◆ **PROBLEM TO WORK ON**
Turn every line of all the entries below into one numbered list, dropping any blank lines and leaving out the pictures.

::::::::::

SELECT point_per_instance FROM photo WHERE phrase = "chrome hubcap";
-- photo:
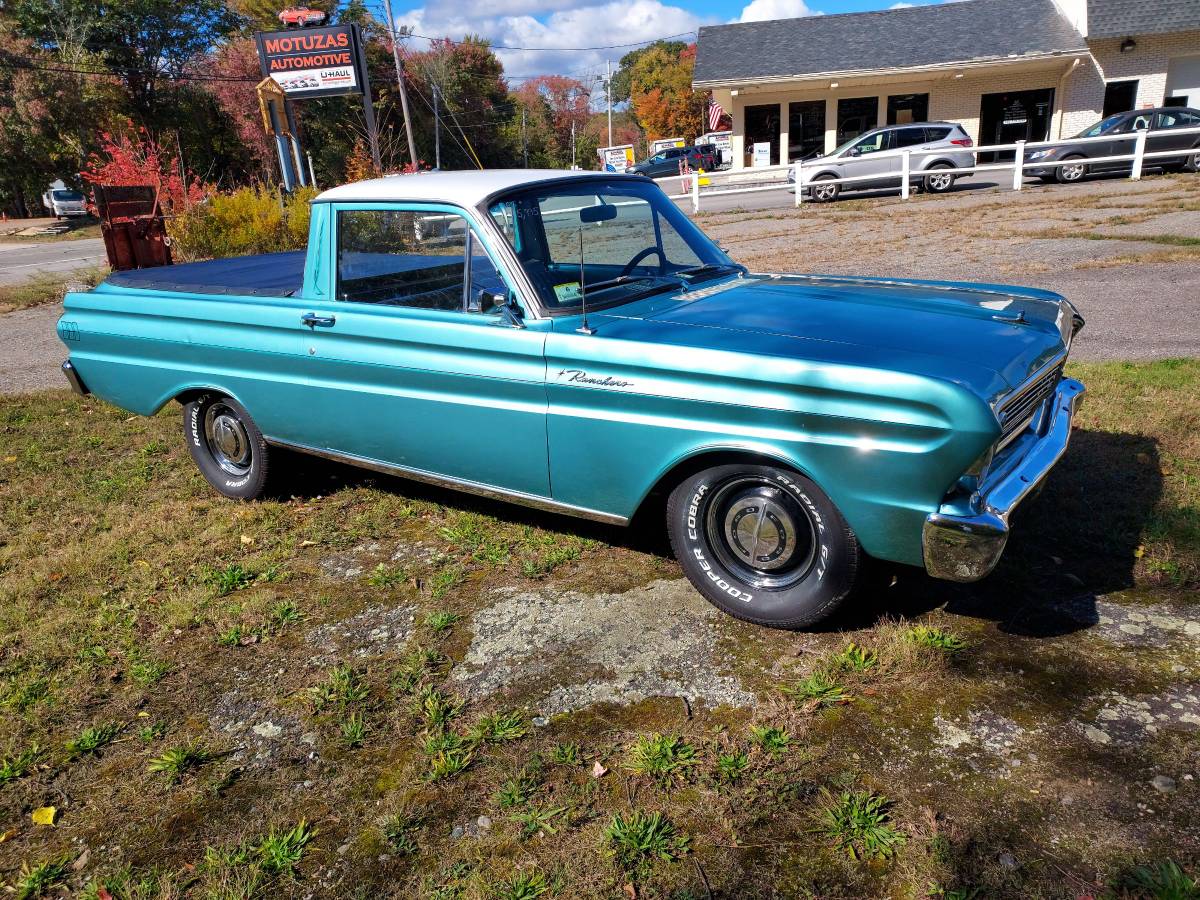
(227, 439)
(761, 532)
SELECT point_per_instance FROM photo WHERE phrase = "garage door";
(1183, 81)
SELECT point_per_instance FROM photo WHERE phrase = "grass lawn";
(46, 288)
(265, 700)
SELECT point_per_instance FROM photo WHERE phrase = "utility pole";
(437, 131)
(607, 94)
(400, 79)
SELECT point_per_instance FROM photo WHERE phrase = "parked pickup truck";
(574, 342)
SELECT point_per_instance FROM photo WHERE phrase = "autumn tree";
(661, 94)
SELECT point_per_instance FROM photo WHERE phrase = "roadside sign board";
(312, 61)
(616, 159)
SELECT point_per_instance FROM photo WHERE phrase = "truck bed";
(264, 275)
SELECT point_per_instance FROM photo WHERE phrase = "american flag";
(715, 113)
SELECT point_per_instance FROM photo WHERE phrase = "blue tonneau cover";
(265, 275)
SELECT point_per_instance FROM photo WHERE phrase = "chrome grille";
(1018, 411)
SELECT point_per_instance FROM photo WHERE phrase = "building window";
(1120, 97)
(856, 115)
(762, 127)
(904, 108)
(805, 129)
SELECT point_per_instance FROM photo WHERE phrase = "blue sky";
(576, 36)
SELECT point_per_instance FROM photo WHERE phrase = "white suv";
(934, 145)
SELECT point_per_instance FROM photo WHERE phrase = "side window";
(412, 258)
(907, 137)
(871, 143)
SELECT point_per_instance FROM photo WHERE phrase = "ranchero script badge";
(577, 376)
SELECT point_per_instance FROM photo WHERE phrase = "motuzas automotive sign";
(313, 61)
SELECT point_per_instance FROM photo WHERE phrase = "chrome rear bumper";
(963, 545)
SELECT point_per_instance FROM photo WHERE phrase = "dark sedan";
(1163, 126)
(666, 162)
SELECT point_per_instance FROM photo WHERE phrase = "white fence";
(690, 187)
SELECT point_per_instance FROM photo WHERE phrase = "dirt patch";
(659, 640)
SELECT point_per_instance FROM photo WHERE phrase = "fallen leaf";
(45, 815)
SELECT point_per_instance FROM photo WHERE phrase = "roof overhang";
(1029, 61)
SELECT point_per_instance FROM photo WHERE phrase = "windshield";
(635, 241)
(1101, 126)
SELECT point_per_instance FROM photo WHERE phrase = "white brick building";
(1006, 70)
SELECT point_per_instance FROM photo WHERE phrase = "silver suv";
(934, 145)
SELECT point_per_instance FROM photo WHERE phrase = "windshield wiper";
(708, 269)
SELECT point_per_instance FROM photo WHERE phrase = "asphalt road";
(23, 261)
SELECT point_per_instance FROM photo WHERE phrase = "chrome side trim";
(457, 484)
(961, 545)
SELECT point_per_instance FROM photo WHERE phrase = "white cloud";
(616, 23)
(765, 10)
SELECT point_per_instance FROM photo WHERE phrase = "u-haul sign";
(312, 61)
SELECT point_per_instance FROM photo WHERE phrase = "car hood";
(990, 337)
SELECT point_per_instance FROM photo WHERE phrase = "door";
(413, 363)
(1120, 97)
(1164, 136)
(1013, 115)
(869, 156)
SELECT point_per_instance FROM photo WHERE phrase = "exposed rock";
(375, 631)
(658, 640)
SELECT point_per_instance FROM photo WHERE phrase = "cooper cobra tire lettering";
(811, 594)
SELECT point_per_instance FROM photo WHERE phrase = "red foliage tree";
(139, 160)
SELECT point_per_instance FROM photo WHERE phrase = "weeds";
(816, 690)
(522, 886)
(340, 689)
(539, 820)
(935, 639)
(731, 767)
(858, 823)
(439, 622)
(94, 738)
(178, 761)
(771, 739)
(354, 731)
(661, 757)
(637, 840)
(37, 880)
(400, 832)
(498, 729)
(18, 766)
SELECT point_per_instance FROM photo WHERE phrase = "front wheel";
(939, 181)
(763, 544)
(1072, 171)
(227, 445)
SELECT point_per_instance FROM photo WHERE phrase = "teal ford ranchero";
(571, 341)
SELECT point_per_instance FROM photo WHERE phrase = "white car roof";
(465, 189)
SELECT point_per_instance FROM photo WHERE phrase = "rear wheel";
(939, 181)
(1072, 171)
(762, 544)
(822, 191)
(227, 445)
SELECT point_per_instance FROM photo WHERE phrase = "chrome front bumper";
(965, 545)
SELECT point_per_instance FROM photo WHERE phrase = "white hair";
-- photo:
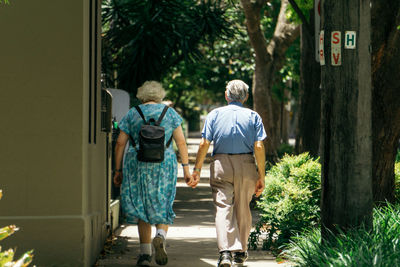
(237, 90)
(151, 91)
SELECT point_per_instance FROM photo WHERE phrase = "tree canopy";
(143, 40)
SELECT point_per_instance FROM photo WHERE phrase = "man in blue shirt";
(237, 133)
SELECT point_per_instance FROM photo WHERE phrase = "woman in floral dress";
(148, 189)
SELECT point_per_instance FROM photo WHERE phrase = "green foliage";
(7, 257)
(191, 84)
(290, 201)
(143, 40)
(356, 247)
(305, 6)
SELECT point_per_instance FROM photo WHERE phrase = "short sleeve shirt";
(233, 129)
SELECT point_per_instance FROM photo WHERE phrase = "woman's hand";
(189, 179)
(118, 179)
(260, 185)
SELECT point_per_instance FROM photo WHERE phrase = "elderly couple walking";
(237, 172)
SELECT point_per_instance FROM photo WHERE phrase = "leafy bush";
(290, 201)
(357, 247)
(7, 257)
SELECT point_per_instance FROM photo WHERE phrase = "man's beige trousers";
(233, 180)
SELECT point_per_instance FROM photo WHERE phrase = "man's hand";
(195, 178)
(118, 179)
(260, 186)
(189, 181)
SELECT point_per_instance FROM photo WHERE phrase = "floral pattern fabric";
(148, 189)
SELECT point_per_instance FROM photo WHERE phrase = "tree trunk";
(346, 119)
(269, 60)
(386, 95)
(308, 135)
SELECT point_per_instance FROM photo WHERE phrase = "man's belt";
(248, 153)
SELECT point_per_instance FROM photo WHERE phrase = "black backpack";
(151, 139)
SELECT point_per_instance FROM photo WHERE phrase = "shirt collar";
(236, 103)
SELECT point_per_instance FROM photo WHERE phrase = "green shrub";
(358, 247)
(7, 257)
(290, 201)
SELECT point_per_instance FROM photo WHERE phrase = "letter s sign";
(336, 37)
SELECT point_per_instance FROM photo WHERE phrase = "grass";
(357, 247)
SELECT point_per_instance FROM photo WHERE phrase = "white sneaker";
(160, 252)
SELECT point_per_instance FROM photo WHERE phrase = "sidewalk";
(192, 237)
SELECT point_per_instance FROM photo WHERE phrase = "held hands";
(193, 179)
(260, 186)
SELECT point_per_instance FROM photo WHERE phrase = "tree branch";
(303, 19)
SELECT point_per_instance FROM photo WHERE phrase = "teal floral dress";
(148, 189)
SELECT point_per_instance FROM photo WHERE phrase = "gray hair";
(151, 91)
(237, 90)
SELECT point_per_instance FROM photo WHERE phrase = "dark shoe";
(225, 259)
(161, 253)
(144, 260)
(240, 257)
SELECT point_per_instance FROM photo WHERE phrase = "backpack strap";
(141, 114)
(133, 143)
(159, 122)
(162, 115)
(169, 141)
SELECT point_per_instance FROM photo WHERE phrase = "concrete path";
(191, 240)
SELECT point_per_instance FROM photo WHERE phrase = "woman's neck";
(149, 102)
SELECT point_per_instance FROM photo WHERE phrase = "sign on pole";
(321, 51)
(336, 51)
(350, 40)
(317, 25)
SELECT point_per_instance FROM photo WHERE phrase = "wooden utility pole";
(346, 114)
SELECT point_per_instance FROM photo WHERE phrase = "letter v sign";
(336, 52)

::::::::::

◆ **SOLUTION TO THE EXERCISE**
1. SELECT point_per_instance FROM photo WHERE phrase = "chrome hubcap";
2. -- photo:
3. (227, 439)
4. (761, 532)
5. SELECT point_per_instance FROM photo WHERE phrase = "garage door";
6. (1183, 81)
7. SELECT point_per_instance FROM photo WHERE phrase = "grass lawn";
8. (46, 288)
9. (265, 700)
10. SELECT point_per_instance FROM photo WHERE phrase = "utility pole";
11. (437, 131)
12. (607, 94)
13. (400, 79)
14. SELECT point_per_instance FROM photo WHERE phrase = "parked pickup truck";
15. (574, 342)
16. SELECT point_per_instance FROM photo WHERE phrase = "autumn tree";
17. (661, 94)
18. SELECT point_per_instance FROM photo WHERE phrase = "roadside sign board";
19. (312, 61)
20. (616, 159)
21. SELECT point_per_instance FROM photo WHERE phrase = "truck bed";
22. (264, 275)
23. SELECT point_per_instance FROM photo WHERE phrase = "american flag";
24. (715, 113)
25. SELECT point_per_instance FROM photo WHERE phrase = "blue tonneau cover";
26. (265, 275)
27. SELECT point_per_instance FROM photo WHERE phrase = "chrome grille";
28. (1018, 411)
29. SELECT point_per_instance FROM photo WHERE phrase = "building window";
30. (1120, 97)
31. (856, 115)
32. (762, 127)
33. (904, 108)
34. (805, 129)
35. SELECT point_per_instance FROM photo WHERE phrase = "blue sky";
36. (576, 36)
37. SELECT point_per_instance FROM photo WHERE phrase = "white suv";
38. (934, 145)
39. SELECT point_per_instance FROM photo WHERE phrase = "side window";
40. (412, 258)
41. (907, 137)
42. (871, 143)
43. SELECT point_per_instance FROM photo WHERE phrase = "ranchero script badge";
44. (577, 376)
45. SELECT point_per_instance FROM photo WHERE phrase = "motuzas automotive sign";
46. (313, 61)
47. SELECT point_per_instance FROM photo WHERE phrase = "chrome rear bumper";
48. (963, 545)
49. SELECT point_per_instance FROM photo WHERE phrase = "dark sedan";
50. (1163, 126)
51. (666, 162)
52. SELECT point_per_instance FROM photo WHERE phrase = "white fence";
53. (690, 187)
54. SELECT point_per_instance FROM photo WHERE phrase = "dirt patch";
55. (659, 640)
56. SELECT point_per_instance FROM photo WHERE phrase = "fallen leaf";
57. (45, 815)
58. SELECT point_per_instance FROM photo WHERE phrase = "roof overhang";
59. (1029, 61)
60. SELECT point_per_instance FROM photo WHERE phrase = "windshield";
61. (635, 241)
62. (1101, 126)
63. SELECT point_per_instance FROM photo WHERE phrase = "white brick building";
64. (1006, 70)
65. SELECT point_per_instance FROM photo WHERE phrase = "silver suv";
66. (934, 145)
67. SELECT point_per_instance FROM photo WHERE phrase = "windshield wiper";
68. (708, 269)
69. SELECT point_per_instance FROM photo WHERE phrase = "asphalt road";
70. (23, 261)
71. SELECT point_per_instance FROM photo WHERE phrase = "chrome side trim";
72. (457, 484)
73. (961, 545)
74. SELECT point_per_instance FROM photo WHERE phrase = "white cloud";
75. (616, 23)
76. (765, 10)
77. SELECT point_per_instance FROM photo WHERE phrase = "u-haul sign";
78. (312, 61)
79. SELECT point_per_instance FROM photo WHERE phrase = "car hood";
80. (990, 337)
81. SELECT point_per_instance FROM photo WHERE phrase = "door";
82. (413, 363)
83. (1120, 97)
84. (1164, 136)
85. (1013, 115)
86. (869, 156)
87. SELECT point_per_instance FROM photo WHERE phrase = "exposed rock";
88. (375, 631)
89. (658, 640)
90. SELECT point_per_instance FROM photo WHERE phrase = "cooper cobra tire lettering";
91. (811, 594)
92. SELECT point_per_instance FROM photo WHERE phrase = "red foliage tree";
93. (139, 160)
94. SELECT point_per_instance FROM photo WHERE phrase = "weeds";
95. (816, 690)
96. (522, 886)
97. (340, 689)
98. (539, 820)
99. (935, 639)
100. (731, 767)
101. (858, 823)
102. (439, 622)
103. (94, 738)
104. (178, 761)
105. (771, 739)
106. (354, 731)
107. (661, 757)
108. (637, 840)
109. (37, 880)
110. (400, 832)
111. (498, 729)
112. (18, 766)
113. SELECT point_per_instance FROM photo WHERE phrase = "front wheel";
114. (939, 181)
115. (763, 544)
116. (1072, 171)
117. (227, 445)
118. SELECT point_per_instance FROM photo WHERE phrase = "teal ford ranchero";
119. (571, 341)
120. SELECT point_per_instance FROM photo WHERE phrase = "white car roof";
121. (465, 189)
122. SELECT point_per_instance FROM photo WHERE phrase = "rear wheel";
123. (939, 181)
124. (1072, 171)
125. (762, 544)
126. (822, 191)
127. (227, 445)
128. SELECT point_per_instance FROM photo WHERE phrase = "chrome front bumper";
129. (965, 545)
130. SELECT point_per_instance FROM photo WHERE phrase = "white hair";
131. -- photo:
132. (237, 90)
133. (151, 91)
134. SELECT point_per_instance FROM photo WHERE phrase = "tree canopy";
135. (143, 40)
136. SELECT point_per_instance FROM photo WHERE phrase = "man in blue shirt";
137. (237, 133)
138. SELECT point_per_instance FROM photo WHERE phrase = "woman in floral dress";
139. (148, 189)
140. SELECT point_per_instance FROM photo WHERE phrase = "green foliage";
141. (7, 257)
142. (191, 84)
143. (290, 201)
144. (143, 40)
145. (356, 247)
146. (305, 6)
147. SELECT point_per_instance FROM photo WHERE phrase = "short sleeve shirt";
148. (233, 129)
149. SELECT point_per_instance FROM photo WHERE phrase = "woman's hand";
150. (189, 179)
151. (118, 179)
152. (260, 185)
153. SELECT point_per_instance FROM photo WHERE phrase = "elderly couple walking";
154. (237, 172)
155. SELECT point_per_instance FROM photo WHERE phrase = "leafy bush";
156. (290, 201)
157. (357, 247)
158. (7, 257)
159. SELECT point_per_instance FROM photo WHERE phrase = "man's beige trousers";
160. (233, 180)
161. SELECT point_per_instance FROM photo WHERE phrase = "man's hand";
162. (195, 178)
163. (118, 179)
164. (260, 186)
165. (189, 181)
166. SELECT point_per_instance FROM photo WHERE phrase = "floral pattern fabric";
167. (148, 189)
168. SELECT point_per_instance FROM photo WHERE phrase = "tree trunk";
169. (346, 119)
170. (269, 60)
171. (386, 95)
172. (308, 135)
173. SELECT point_per_instance FROM photo WHERE phrase = "man's belt";
174. (248, 153)
175. SELECT point_per_instance FROM photo WHERE phrase = "black backpack";
176. (151, 139)
177. SELECT point_per_instance FROM photo WHERE phrase = "shirt collar";
178. (236, 103)
179. SELECT point_per_instance FROM photo WHERE phrase = "green shrub";
180. (358, 247)
181. (7, 257)
182. (290, 201)
183. SELECT point_per_instance FROM photo WHERE phrase = "letter s sign";
184. (336, 37)
185. SELECT point_per_instance FROM photo WHERE phrase = "grass";
186. (357, 247)
187. SELECT point_per_instance FROM photo WHERE phrase = "white sneaker";
188. (160, 252)
189. SELECT point_per_instance FROM photo WHERE phrase = "sidewalk";
190. (192, 237)
191. SELECT point_per_instance FROM photo WHERE phrase = "held hands";
192. (193, 179)
193. (260, 186)
194. SELECT point_per_instance FROM photo WHERE phrase = "tree branch";
195. (303, 19)
196. SELECT point_per_instance FROM photo WHERE phrase = "teal floral dress";
197. (148, 189)
198. SELECT point_per_instance FROM photo WHERE phrase = "gray hair";
199. (151, 91)
200. (237, 90)
201. SELECT point_per_instance FROM photo WHERE phrase = "dark shoe";
202. (225, 259)
203. (161, 253)
204. (144, 260)
205. (240, 257)
206. SELECT point_per_instance FROM photo WHERE phrase = "backpack strap";
207. (141, 114)
208. (133, 143)
209. (159, 122)
210. (162, 115)
211. (169, 141)
212. SELECT point_per_instance FROM photo WHERE phrase = "concrete path";
213. (191, 240)
214. SELECT point_per_instance FROM photo WHERE phrase = "woman's neck";
215. (149, 102)
216. SELECT point_per_instance FROM photo WHERE phrase = "sign on pole";
217. (321, 51)
218. (336, 51)
219. (350, 40)
220. (317, 25)
221. SELECT point_per_instance FROM photo WHERE phrase = "wooden utility pole";
222. (346, 114)
223. SELECT point_per_instance FROM photo WHERE phrase = "letter v sign";
224. (336, 52)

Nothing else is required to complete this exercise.